The Aula Palatina looked like that until about 1600. The next significant change happened under Archbishop Lothar of Metternich at the beginning of the 17th century. He tore down what remained of the Roman buildings outside the aula and had a four winged palace built around the it. Most of the southern wall was dismantled to obtain an immediate connection. One of his successors, Johann Philipp von Waldendorff (1756-1768, archbishop and prince elector), wanted an even prettier palace, so the architect Johannes Seitz built him that pink thing you can see on the photo below.

Kurfürstliches Palais (Electoral Palace), behind it the south side of the Basilica

It's all playful rococo and a horrible colour not even the Romans would have liked; and they used a good deal more colour than todays remains and reconstructions let you imagine. Gabriele calls it candy pink. She took the photo because it's so horrible it's fun, she says.

__Record set__.
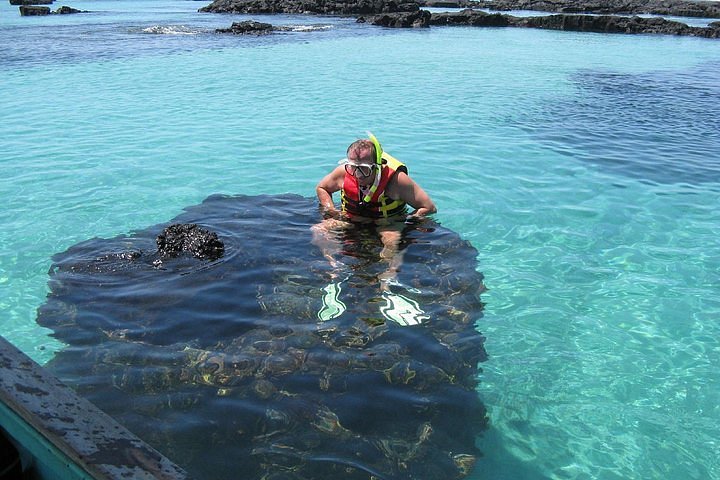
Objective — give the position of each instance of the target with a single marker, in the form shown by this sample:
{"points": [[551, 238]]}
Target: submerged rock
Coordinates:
{"points": [[27, 10], [421, 18], [575, 23], [248, 27], [189, 238], [225, 366], [318, 7], [31, 2], [680, 8], [33, 10]]}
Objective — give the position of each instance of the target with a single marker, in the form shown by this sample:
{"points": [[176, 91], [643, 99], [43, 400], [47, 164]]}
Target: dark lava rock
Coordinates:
{"points": [[226, 367], [575, 23], [421, 18], [31, 2], [249, 27], [318, 7], [67, 10], [614, 24], [189, 238], [680, 8], [471, 18], [33, 10], [448, 3]]}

__Short task A__. In the Aula Palatina passage, which architect built the palace for Johann Philipp von Waldendorff?
__Short task B__. Extend the Aula Palatina passage with a few more sentences that pick up after its final line.
The records were drawn from a separate source, not from the text.

__Expected output A__. Johannes Seitz

__Expected output B__.
Fortunately, King Friedrich Wilhelm IV of Prussia who was very interested in architecture, and Carl Schnitzler, officer and architect, had the Aula Palatina returned to its original Roman shape (1856), with no towers and palace wings intruding into its walls, but the original large windows and a cassette roof instead. The one thing they did was to add pseudo-historical paintings instead of the - probably too expensive - marbe linings. But the aula burned out during WW2 and the post-war renovation removed what was left of those paintings, reducing the building to the original brick walls.

It looks more austere today than it may have done in Roman times, though. The whitewashed exterior walls should have looked more friendly. The aula is today used as Protestant (a sect of the Christians, I think) church. It's often called Constantine's Basilica these days.

And now Gabriele tells me I should also rewrite the post about the Imperial Baths. *sigh*
Awesome pictures. And of course a very interesting discussion of its history.
Thank you, Ann.

Hank, yes, it is an impressive building. To imagine it was once shininly white - I bet it did what the emperors wanted and stunned many visitors. :)
Wonder what those little windows on the left were for.
Lighting a stair well?
That basilica is Incredible - the room! The space!
And that horrible pink wedding cake of palace on the outside!!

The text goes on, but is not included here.